* _INSTRUCTION_: Express every line of the material below as a JSON list of strings, one string per line, leaving out any blank lines.

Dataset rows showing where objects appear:
>>>>

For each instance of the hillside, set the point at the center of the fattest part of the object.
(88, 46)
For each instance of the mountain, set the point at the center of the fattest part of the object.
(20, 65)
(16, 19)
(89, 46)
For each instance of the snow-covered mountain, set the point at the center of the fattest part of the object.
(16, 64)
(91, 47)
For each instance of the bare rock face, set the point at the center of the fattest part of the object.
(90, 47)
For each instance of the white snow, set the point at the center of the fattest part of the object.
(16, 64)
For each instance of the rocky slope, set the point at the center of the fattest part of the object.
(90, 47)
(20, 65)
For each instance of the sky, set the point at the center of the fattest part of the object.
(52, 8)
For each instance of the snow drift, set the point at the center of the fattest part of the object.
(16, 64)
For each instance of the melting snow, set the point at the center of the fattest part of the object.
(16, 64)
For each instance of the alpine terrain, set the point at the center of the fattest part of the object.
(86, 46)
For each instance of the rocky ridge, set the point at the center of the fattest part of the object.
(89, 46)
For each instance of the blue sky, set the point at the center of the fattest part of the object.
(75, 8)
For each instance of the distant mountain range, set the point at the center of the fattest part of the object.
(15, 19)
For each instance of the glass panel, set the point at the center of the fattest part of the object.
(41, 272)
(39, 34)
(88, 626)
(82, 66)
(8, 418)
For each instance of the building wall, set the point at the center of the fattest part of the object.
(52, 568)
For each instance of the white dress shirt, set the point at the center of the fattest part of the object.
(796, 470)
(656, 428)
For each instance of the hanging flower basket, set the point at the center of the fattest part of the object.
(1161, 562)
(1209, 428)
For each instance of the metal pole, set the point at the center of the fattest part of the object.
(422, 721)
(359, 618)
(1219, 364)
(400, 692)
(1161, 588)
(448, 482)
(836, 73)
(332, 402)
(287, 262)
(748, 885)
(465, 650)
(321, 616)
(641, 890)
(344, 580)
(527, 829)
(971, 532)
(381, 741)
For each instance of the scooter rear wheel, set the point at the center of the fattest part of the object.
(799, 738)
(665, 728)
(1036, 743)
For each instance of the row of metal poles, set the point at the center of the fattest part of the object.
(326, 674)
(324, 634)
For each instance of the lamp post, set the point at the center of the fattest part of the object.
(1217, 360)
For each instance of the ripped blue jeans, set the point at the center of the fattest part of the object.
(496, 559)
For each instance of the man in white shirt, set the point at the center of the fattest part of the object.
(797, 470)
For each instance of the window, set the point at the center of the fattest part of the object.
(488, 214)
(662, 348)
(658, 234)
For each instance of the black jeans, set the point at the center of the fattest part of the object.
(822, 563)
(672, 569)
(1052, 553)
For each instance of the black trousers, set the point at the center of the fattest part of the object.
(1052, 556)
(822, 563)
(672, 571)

<<<<

* _OUTPUT OF THE TASK_:
[
  "For each instance of the hillside, set the point at the center of the fattest part of the object.",
  "(88, 46)",
  "For each instance of the mountain, set the point at the center of the fattest part of the object.",
  "(20, 65)",
  "(16, 19)",
  "(89, 46)",
  "For each instance of the snow-covered mountain, set the point at the center of the fattest part of the object.",
  "(16, 64)",
  "(91, 47)",
  "For each instance of the bare rock face, set the point at the center of the fattest part of the object.",
  "(90, 47)",
  "For each instance of the white snow, set the point at the center of the fattest part of the object.",
  "(16, 64)",
  "For each instance of the rocky slope, set the point at the center of the fattest part of the object.",
  "(90, 47)",
  "(20, 65)",
  "For each instance of the sky, set the point at the center of the fattest part of the object.",
  "(52, 8)",
  "For each instance of the snow drift, set the point at the center of the fattest part of the object.",
  "(16, 64)",
  "For each instance of the melting snow, set the point at the center of the fattest part of the object.",
  "(16, 64)",
  "For each instance of the alpine terrain, set the point at the center of the fattest part of the object.",
  "(86, 46)",
  "For each instance of the rocky ridge, set the point at the center of the fattest part of the object.",
  "(89, 46)",
  "For each instance of the blue sky, set the point at the center of the fattest part of the object.",
  "(75, 8)",
  "For each instance of the distant mountain range, set the point at the center of the fattest part of the object.",
  "(15, 19)",
  "For each instance of the glass panel, set the point at the center of the fattest part of the object.",
  "(41, 272)",
  "(39, 34)",
  "(88, 626)",
  "(82, 66)",
  "(8, 418)",
  "For each instance of the building wall, set the point at the center of the fattest part of the object.",
  "(52, 568)",
  "For each instance of the white dress shirt, set the point at the center of the fattest part of the object.",
  "(796, 470)",
  "(656, 428)",
  "For each instance of the hanging flower basket, set the point at the center of the fattest part of the object.",
  "(1161, 562)",
  "(1209, 428)",
  "For each instance of the metal pole, set the point at the center of the fattest part of the object.",
  "(422, 721)",
  "(359, 618)",
  "(1219, 364)",
  "(400, 692)",
  "(1161, 588)",
  "(448, 482)",
  "(836, 73)",
  "(332, 402)",
  "(287, 262)",
  "(748, 885)",
  "(465, 650)",
  "(321, 616)",
  "(641, 890)",
  "(344, 580)",
  "(527, 829)",
  "(971, 532)",
  "(381, 741)",
  "For each instance of the scooter rear wheel, set the point at the center of the fattest part of the object.",
  "(799, 738)",
  "(665, 728)",
  "(1036, 743)",
  "For each instance of the row of metal poles, set the point at the center of the fattest part of the object.",
  "(326, 674)",
  "(324, 634)",
  "For each instance of the lamp post, set the point at the center of the fattest part of the object.",
  "(1217, 360)",
  "For each instance of the ripped blue jeans, set the point at the center of the fattest part of the object.",
  "(496, 559)",
  "For each instance of the man in white shirt, set the point at the center of the fattest part of the object.",
  "(797, 470)",
  "For each instance of the window, set the point at the center of the fattest part of the object.",
  "(488, 214)",
  "(662, 348)",
  "(658, 234)",
  "For each instance of the black jeans, set the point at the center of the fattest part of the object.",
  "(822, 563)",
  "(672, 569)",
  "(1052, 553)",
  "For each instance of the black trousers, set the point at the center of the fattest part of the object.",
  "(1052, 556)",
  "(822, 563)",
  "(672, 571)"
]